* [What you should do]:
Begin with the line that contains "Each instance of the man in" and transcribe each line after it, up to and including the last line of the listing below.

* [Material shown]:
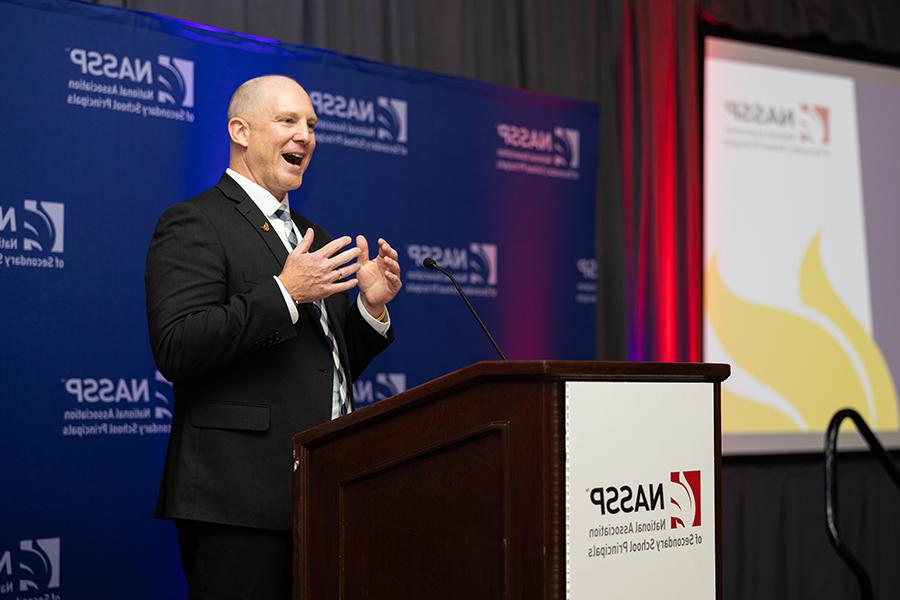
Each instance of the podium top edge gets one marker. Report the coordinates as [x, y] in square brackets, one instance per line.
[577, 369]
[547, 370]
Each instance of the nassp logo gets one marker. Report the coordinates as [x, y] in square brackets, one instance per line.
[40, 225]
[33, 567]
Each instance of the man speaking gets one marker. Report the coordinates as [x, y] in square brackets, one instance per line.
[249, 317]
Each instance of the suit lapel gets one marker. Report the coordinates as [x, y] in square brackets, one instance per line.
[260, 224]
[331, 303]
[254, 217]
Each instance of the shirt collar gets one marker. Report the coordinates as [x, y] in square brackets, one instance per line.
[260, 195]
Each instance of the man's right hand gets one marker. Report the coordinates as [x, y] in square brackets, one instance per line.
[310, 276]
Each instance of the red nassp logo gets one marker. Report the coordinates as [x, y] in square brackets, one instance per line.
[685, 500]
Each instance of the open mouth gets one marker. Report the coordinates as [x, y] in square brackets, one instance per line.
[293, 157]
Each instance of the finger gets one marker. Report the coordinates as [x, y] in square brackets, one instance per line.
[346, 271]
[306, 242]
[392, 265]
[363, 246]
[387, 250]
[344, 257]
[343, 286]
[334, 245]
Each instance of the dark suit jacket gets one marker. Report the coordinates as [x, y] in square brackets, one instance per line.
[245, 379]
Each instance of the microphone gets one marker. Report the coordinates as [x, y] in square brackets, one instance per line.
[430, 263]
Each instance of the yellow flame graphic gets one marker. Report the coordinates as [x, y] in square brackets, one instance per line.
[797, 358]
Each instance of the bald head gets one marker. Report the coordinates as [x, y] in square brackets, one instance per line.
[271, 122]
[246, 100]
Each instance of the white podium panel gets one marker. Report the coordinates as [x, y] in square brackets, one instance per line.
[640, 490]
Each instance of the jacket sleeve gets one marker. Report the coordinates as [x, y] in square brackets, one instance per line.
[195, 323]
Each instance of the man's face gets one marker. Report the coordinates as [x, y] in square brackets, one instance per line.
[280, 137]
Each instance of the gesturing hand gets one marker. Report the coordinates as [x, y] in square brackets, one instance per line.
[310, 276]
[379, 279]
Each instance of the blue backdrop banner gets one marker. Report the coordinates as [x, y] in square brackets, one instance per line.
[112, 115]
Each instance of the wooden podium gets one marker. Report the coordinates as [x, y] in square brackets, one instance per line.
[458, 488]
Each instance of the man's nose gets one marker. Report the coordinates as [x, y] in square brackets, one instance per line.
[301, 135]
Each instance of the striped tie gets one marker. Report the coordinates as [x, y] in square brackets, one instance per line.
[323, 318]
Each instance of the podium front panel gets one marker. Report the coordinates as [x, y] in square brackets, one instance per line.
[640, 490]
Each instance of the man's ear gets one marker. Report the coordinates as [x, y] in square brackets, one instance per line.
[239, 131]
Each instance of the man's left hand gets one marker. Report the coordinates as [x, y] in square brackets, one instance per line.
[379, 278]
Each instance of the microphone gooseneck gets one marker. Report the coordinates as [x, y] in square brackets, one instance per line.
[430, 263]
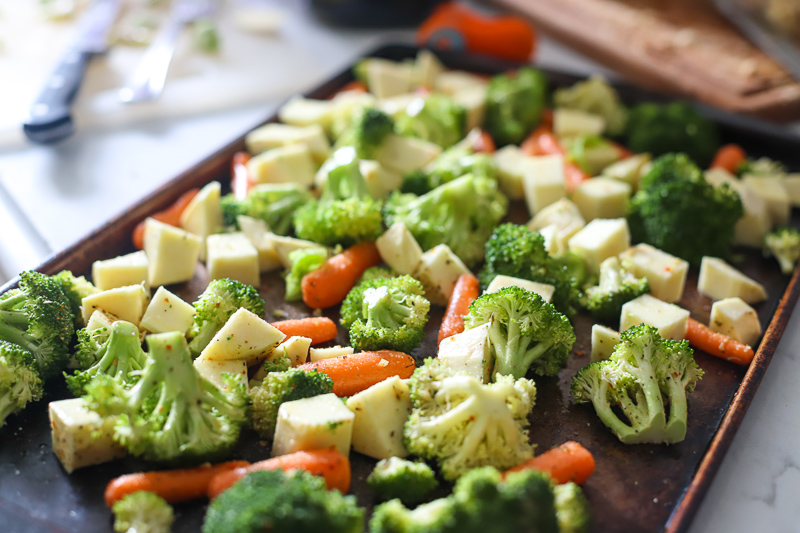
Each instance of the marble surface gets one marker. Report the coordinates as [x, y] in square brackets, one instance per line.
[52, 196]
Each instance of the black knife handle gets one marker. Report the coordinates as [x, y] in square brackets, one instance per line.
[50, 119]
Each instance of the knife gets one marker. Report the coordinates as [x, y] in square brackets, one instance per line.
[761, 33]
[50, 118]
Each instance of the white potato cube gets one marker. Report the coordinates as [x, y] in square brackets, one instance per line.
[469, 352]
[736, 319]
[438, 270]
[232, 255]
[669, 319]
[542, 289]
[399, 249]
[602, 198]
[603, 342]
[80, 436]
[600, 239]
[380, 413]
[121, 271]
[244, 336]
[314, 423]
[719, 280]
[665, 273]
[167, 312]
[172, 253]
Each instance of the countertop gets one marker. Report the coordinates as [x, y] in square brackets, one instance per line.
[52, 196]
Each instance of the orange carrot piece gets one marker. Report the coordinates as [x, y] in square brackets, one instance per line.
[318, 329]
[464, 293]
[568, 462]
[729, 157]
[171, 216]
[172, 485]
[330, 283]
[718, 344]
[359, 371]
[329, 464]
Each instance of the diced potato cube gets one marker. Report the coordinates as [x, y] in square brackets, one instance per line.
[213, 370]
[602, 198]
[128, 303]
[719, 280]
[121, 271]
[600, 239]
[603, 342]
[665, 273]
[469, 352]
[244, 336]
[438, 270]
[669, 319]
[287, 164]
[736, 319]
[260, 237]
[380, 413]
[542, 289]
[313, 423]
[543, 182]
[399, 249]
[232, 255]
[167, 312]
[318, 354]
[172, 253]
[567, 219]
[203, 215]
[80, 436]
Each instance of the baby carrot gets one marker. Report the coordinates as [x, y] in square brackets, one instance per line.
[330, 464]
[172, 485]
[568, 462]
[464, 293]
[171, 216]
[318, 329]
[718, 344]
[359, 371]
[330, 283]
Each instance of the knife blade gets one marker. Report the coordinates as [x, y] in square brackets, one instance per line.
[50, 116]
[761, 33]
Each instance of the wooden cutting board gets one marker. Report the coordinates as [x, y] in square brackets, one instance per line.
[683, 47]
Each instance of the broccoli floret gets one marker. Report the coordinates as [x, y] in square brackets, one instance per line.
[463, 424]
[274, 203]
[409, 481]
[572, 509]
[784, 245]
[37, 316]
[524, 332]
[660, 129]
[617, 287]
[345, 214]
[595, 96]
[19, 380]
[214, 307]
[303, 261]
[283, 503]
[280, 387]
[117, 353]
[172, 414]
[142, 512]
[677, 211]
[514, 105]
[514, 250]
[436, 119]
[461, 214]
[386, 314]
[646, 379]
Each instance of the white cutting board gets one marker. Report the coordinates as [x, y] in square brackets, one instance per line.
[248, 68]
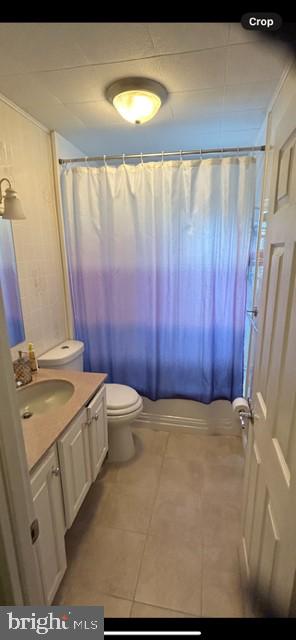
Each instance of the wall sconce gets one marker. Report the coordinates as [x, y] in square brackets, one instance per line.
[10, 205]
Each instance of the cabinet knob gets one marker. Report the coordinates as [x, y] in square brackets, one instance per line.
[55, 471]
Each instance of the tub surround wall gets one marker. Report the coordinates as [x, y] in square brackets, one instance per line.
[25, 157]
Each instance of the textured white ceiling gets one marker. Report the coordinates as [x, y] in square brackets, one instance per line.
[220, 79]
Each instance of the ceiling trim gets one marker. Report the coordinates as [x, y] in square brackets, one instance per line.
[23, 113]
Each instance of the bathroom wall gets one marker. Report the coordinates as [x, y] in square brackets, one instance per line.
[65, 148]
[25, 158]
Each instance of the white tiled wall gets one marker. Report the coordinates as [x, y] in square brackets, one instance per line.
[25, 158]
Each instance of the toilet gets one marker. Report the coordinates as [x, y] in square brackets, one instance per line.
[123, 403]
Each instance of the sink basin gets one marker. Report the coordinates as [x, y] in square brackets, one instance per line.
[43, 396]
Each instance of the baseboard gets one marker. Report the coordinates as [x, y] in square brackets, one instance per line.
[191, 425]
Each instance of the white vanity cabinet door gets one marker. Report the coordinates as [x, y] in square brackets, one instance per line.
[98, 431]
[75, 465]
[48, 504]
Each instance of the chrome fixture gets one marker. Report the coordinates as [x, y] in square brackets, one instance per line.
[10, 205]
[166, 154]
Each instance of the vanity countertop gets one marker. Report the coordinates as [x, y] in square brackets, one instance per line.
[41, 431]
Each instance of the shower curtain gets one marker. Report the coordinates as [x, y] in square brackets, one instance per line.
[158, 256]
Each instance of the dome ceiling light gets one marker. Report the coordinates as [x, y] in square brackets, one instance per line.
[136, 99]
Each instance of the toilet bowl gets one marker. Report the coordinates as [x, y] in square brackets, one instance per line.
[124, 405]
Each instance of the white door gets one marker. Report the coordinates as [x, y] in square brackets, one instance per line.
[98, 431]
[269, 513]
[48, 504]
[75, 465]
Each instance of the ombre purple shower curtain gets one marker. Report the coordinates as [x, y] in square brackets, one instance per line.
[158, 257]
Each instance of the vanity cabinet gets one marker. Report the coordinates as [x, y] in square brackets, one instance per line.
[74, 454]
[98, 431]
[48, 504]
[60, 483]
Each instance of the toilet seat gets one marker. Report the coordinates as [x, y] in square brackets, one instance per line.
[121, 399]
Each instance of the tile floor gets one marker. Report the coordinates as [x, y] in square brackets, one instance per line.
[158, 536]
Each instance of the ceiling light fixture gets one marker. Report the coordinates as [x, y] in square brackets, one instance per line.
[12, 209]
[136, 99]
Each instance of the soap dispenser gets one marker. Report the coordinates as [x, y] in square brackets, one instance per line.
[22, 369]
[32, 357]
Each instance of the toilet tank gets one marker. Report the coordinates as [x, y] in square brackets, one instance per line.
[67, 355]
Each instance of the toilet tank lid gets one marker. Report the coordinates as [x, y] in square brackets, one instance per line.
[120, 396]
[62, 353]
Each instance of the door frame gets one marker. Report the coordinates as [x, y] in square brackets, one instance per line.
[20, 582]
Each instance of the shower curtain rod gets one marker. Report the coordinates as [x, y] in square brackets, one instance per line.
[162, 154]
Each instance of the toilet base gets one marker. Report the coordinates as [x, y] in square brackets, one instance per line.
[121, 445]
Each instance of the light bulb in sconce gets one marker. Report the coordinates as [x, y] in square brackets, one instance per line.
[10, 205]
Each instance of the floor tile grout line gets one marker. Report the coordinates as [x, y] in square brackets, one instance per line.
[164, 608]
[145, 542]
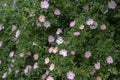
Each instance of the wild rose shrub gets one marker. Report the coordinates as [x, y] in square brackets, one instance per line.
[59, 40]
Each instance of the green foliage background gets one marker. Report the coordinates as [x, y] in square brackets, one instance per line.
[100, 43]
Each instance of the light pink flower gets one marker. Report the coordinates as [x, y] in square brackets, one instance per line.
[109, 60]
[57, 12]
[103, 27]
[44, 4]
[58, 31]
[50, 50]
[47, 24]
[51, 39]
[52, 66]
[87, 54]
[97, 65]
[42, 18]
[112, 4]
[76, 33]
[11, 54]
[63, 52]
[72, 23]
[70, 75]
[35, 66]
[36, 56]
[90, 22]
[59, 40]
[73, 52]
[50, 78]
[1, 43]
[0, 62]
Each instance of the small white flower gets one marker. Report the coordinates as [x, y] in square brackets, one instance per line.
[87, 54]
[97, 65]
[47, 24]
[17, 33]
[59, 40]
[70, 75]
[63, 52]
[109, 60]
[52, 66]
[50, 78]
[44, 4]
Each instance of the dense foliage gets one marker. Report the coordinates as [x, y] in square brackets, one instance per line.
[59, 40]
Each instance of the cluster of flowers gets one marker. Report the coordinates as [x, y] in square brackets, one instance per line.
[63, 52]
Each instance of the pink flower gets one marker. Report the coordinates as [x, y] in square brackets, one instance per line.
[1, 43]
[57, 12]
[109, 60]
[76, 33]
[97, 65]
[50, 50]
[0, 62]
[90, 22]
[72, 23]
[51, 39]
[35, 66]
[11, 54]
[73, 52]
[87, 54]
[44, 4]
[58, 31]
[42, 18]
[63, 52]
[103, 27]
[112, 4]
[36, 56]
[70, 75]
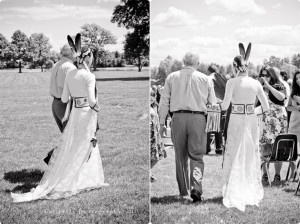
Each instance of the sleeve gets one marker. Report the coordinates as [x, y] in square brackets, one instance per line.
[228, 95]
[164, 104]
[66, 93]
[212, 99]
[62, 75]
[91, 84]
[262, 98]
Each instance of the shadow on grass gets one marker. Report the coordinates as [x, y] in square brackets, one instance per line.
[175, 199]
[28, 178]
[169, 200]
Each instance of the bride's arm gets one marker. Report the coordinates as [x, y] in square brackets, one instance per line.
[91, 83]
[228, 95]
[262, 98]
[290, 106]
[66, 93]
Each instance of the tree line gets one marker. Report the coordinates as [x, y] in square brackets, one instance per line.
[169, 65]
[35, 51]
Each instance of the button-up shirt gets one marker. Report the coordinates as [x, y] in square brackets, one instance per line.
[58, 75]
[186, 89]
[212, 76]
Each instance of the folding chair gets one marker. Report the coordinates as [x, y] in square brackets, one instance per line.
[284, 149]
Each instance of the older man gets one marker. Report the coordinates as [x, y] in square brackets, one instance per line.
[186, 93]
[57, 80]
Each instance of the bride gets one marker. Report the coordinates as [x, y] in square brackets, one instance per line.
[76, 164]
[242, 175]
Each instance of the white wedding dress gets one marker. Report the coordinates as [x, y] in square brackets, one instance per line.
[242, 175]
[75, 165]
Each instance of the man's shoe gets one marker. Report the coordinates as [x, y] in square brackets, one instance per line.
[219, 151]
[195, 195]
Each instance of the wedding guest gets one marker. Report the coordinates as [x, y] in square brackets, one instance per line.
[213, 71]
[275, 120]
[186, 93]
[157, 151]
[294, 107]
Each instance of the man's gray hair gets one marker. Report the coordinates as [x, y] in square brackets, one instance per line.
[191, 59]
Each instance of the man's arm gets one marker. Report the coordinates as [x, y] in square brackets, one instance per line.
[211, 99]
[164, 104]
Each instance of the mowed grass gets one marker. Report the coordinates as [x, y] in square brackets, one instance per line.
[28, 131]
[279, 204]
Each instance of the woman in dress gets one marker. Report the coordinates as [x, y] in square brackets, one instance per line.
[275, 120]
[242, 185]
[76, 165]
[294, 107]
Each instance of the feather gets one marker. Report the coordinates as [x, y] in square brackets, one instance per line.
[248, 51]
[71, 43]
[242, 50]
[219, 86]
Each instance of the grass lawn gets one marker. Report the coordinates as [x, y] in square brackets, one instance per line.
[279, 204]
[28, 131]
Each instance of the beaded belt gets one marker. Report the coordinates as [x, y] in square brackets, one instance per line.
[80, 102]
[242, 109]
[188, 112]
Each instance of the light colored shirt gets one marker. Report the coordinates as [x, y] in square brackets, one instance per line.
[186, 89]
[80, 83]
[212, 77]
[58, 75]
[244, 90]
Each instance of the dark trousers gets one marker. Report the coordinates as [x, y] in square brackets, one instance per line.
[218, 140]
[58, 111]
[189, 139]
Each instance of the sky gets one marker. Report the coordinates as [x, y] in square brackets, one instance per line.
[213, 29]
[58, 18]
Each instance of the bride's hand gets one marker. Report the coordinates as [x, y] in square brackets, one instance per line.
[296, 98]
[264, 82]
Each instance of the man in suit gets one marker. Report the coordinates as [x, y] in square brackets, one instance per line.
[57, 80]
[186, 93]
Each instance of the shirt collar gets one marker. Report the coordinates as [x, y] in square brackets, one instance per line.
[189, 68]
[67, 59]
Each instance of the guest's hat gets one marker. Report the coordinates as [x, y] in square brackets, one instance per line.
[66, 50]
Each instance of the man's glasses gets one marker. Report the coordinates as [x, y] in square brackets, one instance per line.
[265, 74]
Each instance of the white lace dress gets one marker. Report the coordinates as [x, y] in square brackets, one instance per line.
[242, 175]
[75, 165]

* [Answer to the exercise]:
Each instance of the man in suit gets one marker. Report the coordinates as [x, y] in square brackets, one instance per line.
[57, 80]
[186, 93]
Each instance of the shirt collar gets one marker. Report the coordinates as [x, y] in square brackets, one instance per line.
[189, 68]
[67, 59]
Each instance of the guest's hat gets one marker. Report the coordinates as [x, y] in square brackets, one instance per line.
[66, 50]
Each instance of the man's glasses gets one marker. Report the coordinates as [x, y] in square brackets, one instance per line.
[265, 74]
Each instance of the white lace dress gets one marker. Report the coordinates as [x, y] in square brackets, one instance per line.
[242, 175]
[75, 165]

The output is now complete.